─── EXCERPTED TEXT ───

An interesting article surfaced that certain parts of Syria had been suffering from a severe drought the past 5yrs, forcing people to move to the urban areas which did not have the capacity to absorb and provide for the extra thousands..leading to social upheaval which the Assad regime responded to with brutality stirring up more problems and the mass exodus. I just saw an Afghan man complain about the brutal treatment by the Serbian police-- preventing him and his family from proceeding and wondered that the same treatment would be meted out if the boot was on the other foot..and in fact how responsible is it to leave the relative safety of Turkey to head to Greece in a dinghy with young children.  In fact, mind-boggling to me is that none of the wealthy Middle-Eastern countries who have ready funds to promote Islam have taken ANY refugees/migrants who are Muslim - even those who were providing arms to the countries experiencing these upheavals of people....such a strange justification of funding!

Interesting if the ultimate bottom-line was the basic human need to be near available water.

Sunday, August 23, 2015

Perspectives

Funny how Life goes --- found myself on the Greek island of Delos a couple of weeks ago, being guided by an archeological student.  She was very good at describing Life in Delos during the 5th Century which can be described as the Golden age of Greece, with philosophical musings in Athens and the mainland Greece. Here in Delos however, due to the harsh conditions resulting from limited water availability the people were forced to become more creative and she told us that it would appear to be an important trading post being located in the mid-Mediterranean --in fact to signify its importance to trade, she indicated that it was probably the first Jewish synagogue built outside whatever Jewish people called their homeland at that time... I think it may have been around that time various factions started annoying their Roman masters who encouraged eviction.
 She mused that one of the more upmarket homes had depressions in its marble window frame, indicating possible bars in the window and speculated that the house could have belonged to a moneychanger of some sort as various peoples did business (representing a teller window of some sort) and maybe it was the beginnings of a banking system of sorts.



Purely by coincidence, I started reading The Criminal History of Mankind by Colin Wilson; and was startled to see Delos mentioned as indeed an important trading post-- for trafficking human beings! In fact, Mr Wilson goes on to describe Delos as having the largest slave market as the Greek Islands were so barren that piracy was a logical choice of occupation. In fact, I read later that he said that slavery became the foundation of Western civilizations/business/economy! How about THAT?  So before we got to the Sanctuary of Apollo-- apparently he promised prosperity for the dwellers of Delos as they gave sanctuary to his mothers Leto who was one of Zeus' many mistresses and hiding from the wrath of Zeus' irate wife Hera - there was a long stretch,about a mile, that the Guide said was a market place but she omitted to say what was the main thing being traded!  Mmm, now how can you miss out that piece of information?
Interestingly criminality was stated as an 'inevitable consequence of the development of intelligence' - the flip side of creativity...and also the childish tendency to take short-cuts. He later talked about the dangers of no checks and balances and cited Roman emperors who were fairly harmless before becoming Emperor but became depraved characters-- sexually and otherwise when they had absolute power with no checks and balances.

Saturday, August 1, 2015

The Lion and the dentist

So thanks to better mass communication, global outrage over White Privilege in the form of an American dentist paying an average US household income to shoot a Lion in Africa.  It must be saying something about the mentality of a person to have a skill and use it for hunting large predators who are not attacking him in any way but merely trying to eke a survival in an increasingly difficult environment of encroaching human side effects.

─── EXCERPTED RECORDS ───

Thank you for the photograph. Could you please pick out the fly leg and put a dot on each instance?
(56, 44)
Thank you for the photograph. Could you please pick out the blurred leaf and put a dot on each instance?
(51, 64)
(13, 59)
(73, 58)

───

• _WHAT TO PRODUCE_: In the blog excerpt, what did the depressions in the marble window frame of one of the more upmarket homes on Delos indicate, please?

• _SOLUTION FOR THIS EXERCISE_: Possible bars in the window.